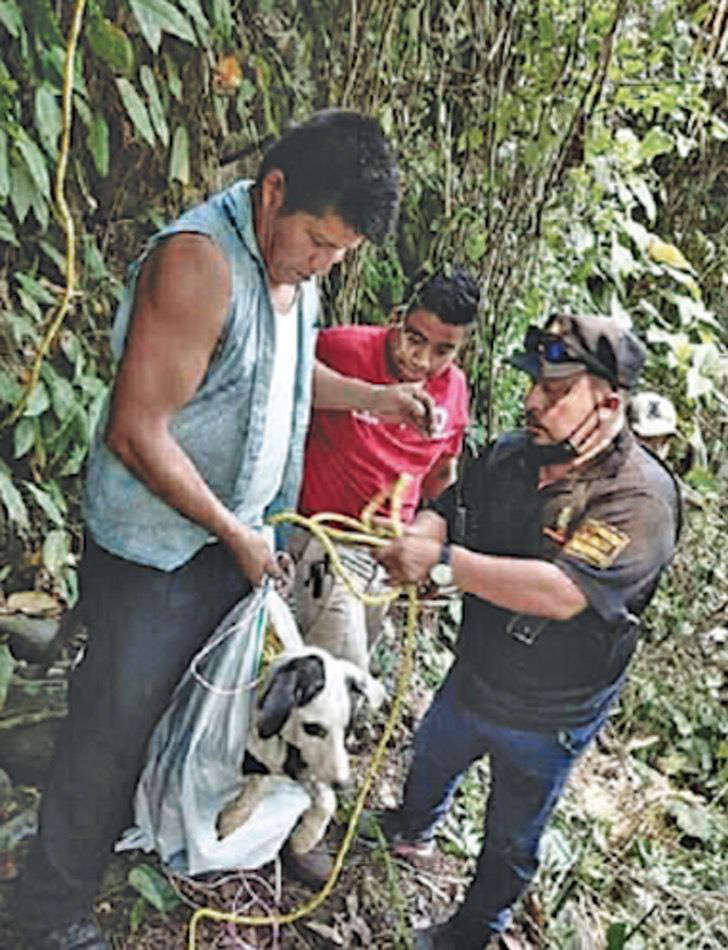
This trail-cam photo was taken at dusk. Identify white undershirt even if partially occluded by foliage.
[245,304,298,524]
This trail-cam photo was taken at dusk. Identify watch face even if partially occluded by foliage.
[430,563,453,587]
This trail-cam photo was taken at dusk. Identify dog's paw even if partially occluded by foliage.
[215,791,260,841]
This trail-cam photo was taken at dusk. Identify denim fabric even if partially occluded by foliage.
[84,182,318,571]
[19,542,250,927]
[400,663,607,950]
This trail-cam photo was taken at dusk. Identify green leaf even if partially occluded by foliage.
[86,112,109,178]
[669,801,713,841]
[85,16,134,76]
[10,164,37,224]
[129,0,197,53]
[212,0,232,39]
[0,129,10,198]
[17,132,51,198]
[607,920,627,950]
[43,528,71,577]
[35,83,63,155]
[178,0,210,35]
[0,212,20,247]
[23,380,51,416]
[139,66,169,148]
[116,77,154,145]
[0,464,30,531]
[129,897,147,933]
[128,864,180,914]
[638,125,674,162]
[22,484,63,528]
[58,442,88,476]
[0,369,23,406]
[38,240,66,277]
[627,175,657,223]
[168,125,190,185]
[73,93,91,128]
[15,271,56,307]
[13,416,35,459]
[0,0,23,40]
[0,643,15,709]
[164,53,182,102]
[43,364,80,422]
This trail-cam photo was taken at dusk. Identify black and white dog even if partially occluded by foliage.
[217,647,384,854]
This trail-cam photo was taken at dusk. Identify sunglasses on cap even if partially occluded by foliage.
[523,324,614,381]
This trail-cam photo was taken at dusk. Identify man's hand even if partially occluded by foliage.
[222,522,282,587]
[371,383,435,438]
[374,534,442,584]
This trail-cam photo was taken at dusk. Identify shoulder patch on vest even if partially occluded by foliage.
[563,518,630,569]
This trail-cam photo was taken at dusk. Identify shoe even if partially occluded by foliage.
[23,915,111,950]
[281,842,334,890]
[359,808,436,864]
[412,920,490,950]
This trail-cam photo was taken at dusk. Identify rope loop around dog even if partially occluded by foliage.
[187,473,419,950]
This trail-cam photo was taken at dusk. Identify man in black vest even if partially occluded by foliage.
[372,316,680,950]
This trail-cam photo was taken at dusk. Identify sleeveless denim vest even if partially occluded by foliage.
[84,181,318,571]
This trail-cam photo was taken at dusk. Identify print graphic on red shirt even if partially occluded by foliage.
[299,326,468,522]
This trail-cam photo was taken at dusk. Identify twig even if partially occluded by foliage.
[0,0,86,429]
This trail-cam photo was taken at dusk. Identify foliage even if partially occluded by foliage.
[0,9,728,948]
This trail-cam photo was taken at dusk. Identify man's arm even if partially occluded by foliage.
[376,536,587,620]
[105,234,278,584]
[313,360,433,433]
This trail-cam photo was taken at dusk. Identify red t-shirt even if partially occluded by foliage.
[299,326,468,521]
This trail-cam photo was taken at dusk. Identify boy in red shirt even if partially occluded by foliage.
[290,271,480,669]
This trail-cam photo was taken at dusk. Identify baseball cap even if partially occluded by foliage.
[508,314,645,389]
[627,391,677,439]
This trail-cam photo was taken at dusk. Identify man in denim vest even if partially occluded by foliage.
[378,316,679,950]
[19,109,410,950]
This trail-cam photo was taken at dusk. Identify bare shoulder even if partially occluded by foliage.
[139,232,230,314]
[116,233,231,412]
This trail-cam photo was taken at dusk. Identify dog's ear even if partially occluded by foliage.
[292,655,326,706]
[258,656,324,739]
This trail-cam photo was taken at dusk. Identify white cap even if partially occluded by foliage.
[629,392,677,439]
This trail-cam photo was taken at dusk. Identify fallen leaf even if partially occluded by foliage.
[5,590,61,617]
[214,55,243,96]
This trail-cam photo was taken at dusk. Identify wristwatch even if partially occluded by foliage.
[430,541,454,587]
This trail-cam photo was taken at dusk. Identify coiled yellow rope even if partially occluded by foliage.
[187,474,419,950]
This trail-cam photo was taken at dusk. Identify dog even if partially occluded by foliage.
[217,647,384,854]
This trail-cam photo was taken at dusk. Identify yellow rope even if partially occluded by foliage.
[0,0,86,428]
[187,476,419,950]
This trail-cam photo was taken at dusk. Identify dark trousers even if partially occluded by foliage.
[19,541,250,927]
[401,663,607,950]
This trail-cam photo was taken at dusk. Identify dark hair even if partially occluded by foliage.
[407,270,480,326]
[257,109,399,244]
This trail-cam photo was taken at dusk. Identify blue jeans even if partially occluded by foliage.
[400,663,607,950]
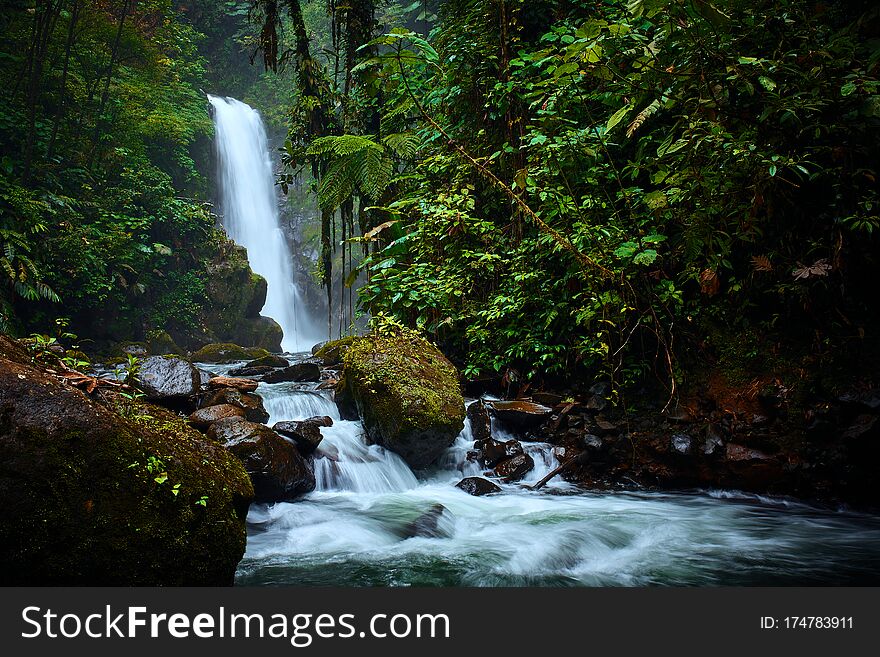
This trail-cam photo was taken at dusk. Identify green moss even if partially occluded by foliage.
[191,342,269,363]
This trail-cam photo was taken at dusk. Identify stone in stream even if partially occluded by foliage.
[488,400,553,432]
[229,365,274,376]
[137,356,202,402]
[402,503,449,538]
[0,335,253,586]
[479,439,523,468]
[208,376,259,392]
[272,417,333,456]
[262,361,321,383]
[189,404,244,431]
[208,418,315,503]
[244,354,290,368]
[192,342,270,363]
[455,477,501,497]
[467,399,492,441]
[336,329,465,468]
[202,388,269,422]
[495,454,535,482]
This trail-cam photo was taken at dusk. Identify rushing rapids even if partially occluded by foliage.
[198,366,880,586]
[208,95,320,351]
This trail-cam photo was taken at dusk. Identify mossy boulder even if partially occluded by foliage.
[0,336,253,586]
[191,342,269,363]
[313,335,357,367]
[342,330,465,468]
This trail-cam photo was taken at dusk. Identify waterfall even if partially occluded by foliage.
[208,95,322,352]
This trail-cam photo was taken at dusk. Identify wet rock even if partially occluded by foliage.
[189,404,244,431]
[337,330,465,468]
[312,336,357,366]
[467,399,492,441]
[532,392,562,408]
[229,365,275,376]
[839,389,880,413]
[477,438,523,468]
[487,400,553,432]
[455,477,501,497]
[703,430,724,456]
[196,368,217,390]
[272,417,333,456]
[0,335,253,586]
[840,414,880,441]
[192,342,269,363]
[581,433,605,452]
[208,376,259,392]
[202,388,269,422]
[725,443,770,461]
[262,361,321,383]
[595,417,620,436]
[222,419,315,503]
[495,454,535,481]
[402,504,449,538]
[669,433,692,455]
[244,354,290,368]
[137,356,202,402]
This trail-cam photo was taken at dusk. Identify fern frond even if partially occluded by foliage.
[626,100,660,137]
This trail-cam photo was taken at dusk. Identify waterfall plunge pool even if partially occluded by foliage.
[198,365,880,586]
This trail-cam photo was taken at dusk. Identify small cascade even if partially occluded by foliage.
[201,365,880,586]
[208,95,323,352]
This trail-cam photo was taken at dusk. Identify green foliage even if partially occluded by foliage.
[348,0,880,390]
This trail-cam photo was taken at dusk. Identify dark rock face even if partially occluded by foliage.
[222,420,315,503]
[337,330,465,468]
[272,417,333,456]
[0,336,253,586]
[467,399,492,441]
[138,356,202,401]
[262,361,321,383]
[455,477,501,497]
[488,401,553,432]
[202,388,269,422]
[495,454,535,481]
[189,404,244,431]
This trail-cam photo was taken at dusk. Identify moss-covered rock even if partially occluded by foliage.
[191,342,269,363]
[313,335,357,366]
[0,336,253,585]
[343,330,465,468]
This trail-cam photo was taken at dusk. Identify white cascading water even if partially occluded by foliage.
[208,95,324,352]
[191,365,880,586]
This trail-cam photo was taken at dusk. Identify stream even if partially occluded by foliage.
[201,355,880,586]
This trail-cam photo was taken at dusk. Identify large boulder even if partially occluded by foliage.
[189,404,244,431]
[341,330,465,468]
[0,336,253,586]
[208,418,315,503]
[202,388,269,422]
[262,361,321,383]
[137,356,202,402]
[272,417,333,454]
[455,477,501,497]
[192,342,269,363]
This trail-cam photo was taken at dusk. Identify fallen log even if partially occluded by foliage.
[526,452,587,490]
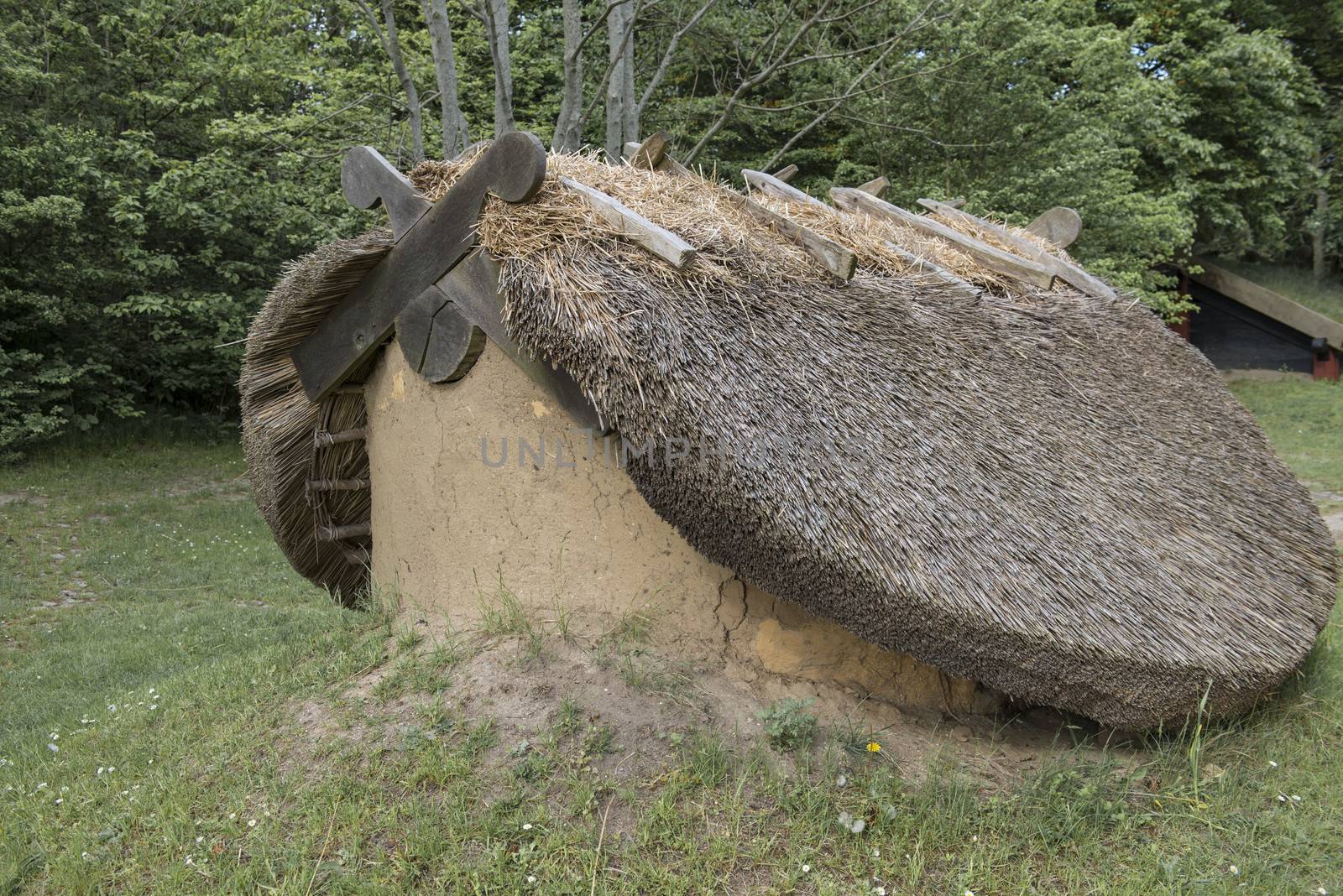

....

Copy all of the material above line for line, keeping every character as it is, but leave the pictures out.

-- SOLVED PROBLEM --
This trail-cam photo was taken at dusk. Identify white undershirt even if partially occluded by foliage.
[245,304,298,524]
This trail-cam photo was taken at dusk. Identify watch face even if partially occluded by foliage.
[430,563,453,587]
This trail-cam photo was taken at dusk. Identify dog's paw even if partially occluded by foliage.
[215,791,260,841]
This trail-cam photo was taken at dusk. Identify denim fabric even if partially occluded by foliage.
[84,182,318,571]
[19,542,250,927]
[400,663,607,950]
This trail-cam photo was taken at dusk. Identify green leaf even if partially occluded by foliage.
[86,112,109,178]
[669,801,713,841]
[85,16,134,76]
[10,164,37,224]
[129,0,197,53]
[212,0,232,39]
[0,129,10,198]
[17,132,51,198]
[607,920,627,950]
[43,528,71,577]
[35,83,63,155]
[178,0,210,35]
[0,212,20,247]
[23,380,51,416]
[139,66,169,148]
[116,77,154,145]
[0,464,30,531]
[129,897,147,933]
[128,864,180,914]
[638,125,674,162]
[22,484,63,528]
[58,442,88,476]
[0,369,23,406]
[38,240,66,277]
[627,175,657,223]
[168,125,190,185]
[73,93,91,128]
[15,271,56,307]
[13,416,35,459]
[0,0,23,40]
[0,643,15,709]
[164,53,182,102]
[43,364,80,422]
This trail-cam photo was taken at dusk. Identify black and white dog even if partially occluded by foliage.
[217,647,384,854]
This trail-cam photo was taken at dusk. Identify sunglasses on cap even if partially occluded by foliage.
[523,324,614,381]
This trail-cam photo was taken at dusk. Identify man's hand even if partially occluded by foliage.
[222,522,282,587]
[371,383,435,438]
[374,534,442,584]
This trail-cam photo was taken at dusk. Identify shoulder patch on vest even if partially occluded by foliage.
[563,518,630,569]
This trail-cam photo was taken at dusk. Identify shoe even if partially occluded by foliage.
[23,915,111,950]
[281,842,334,890]
[359,808,436,864]
[412,920,490,950]
This trail-cam photo was taken at dusk. Identify rope loop around dog even if partially occluded by foliage.
[187,473,419,950]
This trail-cam photo was taken at dusk. Identify man in black vest even if partially occluded by foliage.
[372,316,680,950]
This trail-cam photo was taken at dusk. Identify sleeveless denim vest even if partially occluded by foliage.
[84,181,318,571]
This trail-cam photo was taken at dusk. Identify print graphic on red shirt even if partially occluded by foliage.
[299,326,468,522]
This trail-cam photo was taken at dusk. Identify twig even if partially occluded by foliage.
[0,0,86,429]
This trail-cam photo was taken at dusk. Identify foliage even if partially occluded by foliage.
[0,9,728,948]
This trail-cam photo was taken at dusk. Identify man's arm even if partially occluded by foliage.
[376,536,587,620]
[105,234,278,584]
[313,360,433,433]
This trail-cam photo was taken at dusk. Identify red t-shirt even if partially occluded by foliage.
[299,326,468,521]
This trail-cam photo was taken at dusk. Identify boy in red shirt even if partially occluded by foliage.
[290,271,480,669]
This trail-cam photo was taken at dusk. Identify baseball cap even if partially occluded by foliage.
[508,314,645,389]
[627,391,677,439]
This trail-cam photo was taken at dusk. Identify man in denim vest even if partially occluded by foliage.
[378,316,679,950]
[19,109,410,950]
This trail-cam photo was taken at dusk. Identify bare shoulder even if partially occluded by foliage.
[139,232,230,314]
[116,233,231,412]
This trail-cam photo was taken at dusk. Identify dog's ear even if partially occluded by foliage.
[292,655,326,706]
[258,656,324,739]
This trail-cam photo was taken at dusk. Identify white cap even if partially occluded by foliage.
[629,392,677,439]
This trail-cam photo was taken at dusk. Identify fallen leaf even if partially occluded by foliage.
[5,590,61,617]
[214,55,243,96]
This trail-cam photo was taken at dusk. Identify wristwatch even if partially occluded by foliage.
[430,541,454,587]
This trail-cam photo was taken at dusk. Identify coiled yellow rope even if partially occluded by foliage.
[187,474,419,950]
This trail-cam photo was taken at dusk. Identify dog even if partially occluded by foliage.
[217,647,384,854]
This trail-cam photo was taken at dusk. Identify yellow rope even if partially occluded by foliage.
[0,0,86,428]
[187,476,419,950]
This trail-cam photo was taken at dusk. Identify dark trousers even if partially occluded by foliage.
[19,541,250,927]
[401,663,607,950]
This trail-cam photo was taken at dusk. Identify dark hair even if partially occluded by foliage.
[407,270,480,326]
[257,109,399,244]
This trail-cam photo was taken at dusk. Identify blue jeans even if partially occluded by foliage.
[400,663,607,950]
This trail-cam photo was taken at dusk. Identify green moss even if partially occluded by foliage.
[191,342,269,363]
This trail-cam photo was taken at dusk. Identify stone in stream even if partially occluded by foliage.
[488,400,553,432]
[229,365,274,376]
[137,356,202,402]
[402,503,449,538]
[0,335,253,586]
[479,439,523,468]
[208,376,259,392]
[272,417,333,456]
[262,361,321,383]
[189,404,244,431]
[208,418,315,503]
[244,354,290,368]
[192,342,270,363]
[455,477,501,497]
[467,399,492,441]
[336,329,465,468]
[202,388,269,422]
[495,454,535,482]
This trail-cam photo was taken at dusk. Identify rushing rapids even if partially occluded by foliage.
[198,366,880,586]
[208,95,320,351]
This trail-cam photo was taken at dusk. Identify mossy boulder even if partially occluded by foliage.
[0,336,253,586]
[191,342,269,363]
[313,335,357,367]
[342,330,465,468]
This trail-cam photo was taken at dusk. Identify waterfall even if partially occluded by foliage.
[208,95,322,352]
This trail-cam photo was taken at dusk. Identify wet rock even if partially occluded by foliage.
[189,404,244,431]
[337,330,465,468]
[312,336,357,366]
[467,399,492,441]
[532,392,562,408]
[229,365,275,376]
[839,389,880,413]
[477,438,523,468]
[487,400,553,432]
[455,477,501,497]
[703,430,724,456]
[196,368,217,390]
[272,417,333,456]
[0,335,253,586]
[840,414,880,441]
[192,342,269,363]
[581,433,605,452]
[208,376,259,392]
[202,388,269,422]
[725,443,770,461]
[262,361,321,383]
[595,417,620,436]
[222,419,315,503]
[495,454,535,481]
[402,504,449,538]
[669,433,692,455]
[244,354,290,368]
[137,356,202,402]
This trail-cam photo was taken at dusk. Identify fern frond even if partially occluded by foliage.
[626,100,660,137]
This trail-cam photo was taken at dusk. Identify waterfall plunge pool even if partially occluded by foliage.
[198,365,880,586]
This trail-cam photo was taken at dusk. Identify small cascade even if partially occluded by foliage.
[201,365,880,586]
[208,95,323,352]
This trail-cam photo was taken at dusk. Identify green foliage even if partially occluded by foliage.
[348,0,880,390]
This trail-cam photo was taken at dusk. Identify dark rock face even if partially occluded by foliage.
[222,420,315,503]
[337,330,465,468]
[272,417,333,456]
[0,336,253,586]
[467,399,492,441]
[138,356,202,401]
[262,361,321,383]
[455,477,501,497]
[488,401,553,432]
[202,388,269,422]
[495,454,535,481]
[189,404,244,431]
This trail-cam photo was taken at dusk. Identify moss-covered rock even if partially occluded by foliage.
[191,342,269,363]
[313,335,357,366]
[0,336,253,585]
[343,330,465,468]
This trail-cam photo was taken at dusk. Identify white cascading water even if partially occluded by foliage.
[208,95,324,352]
[191,365,880,586]
This trail-cam photo was taken at dusk. Identify stream even if partially occluded by foliage.
[201,355,880,586]
This trail-cam photo was taken at dusk. Identify large boulder even if partially occluded by foliage.
[189,404,244,431]
[341,330,465,468]
[0,336,253,586]
[208,418,315,503]
[202,388,269,422]
[262,361,321,383]
[137,356,202,402]
[272,417,333,454]
[455,477,501,497]
[192,342,269,363]
This trail-cam photo was taken at dusk. Identify fallen log even if partially occluded by foliage.
[526,452,587,490]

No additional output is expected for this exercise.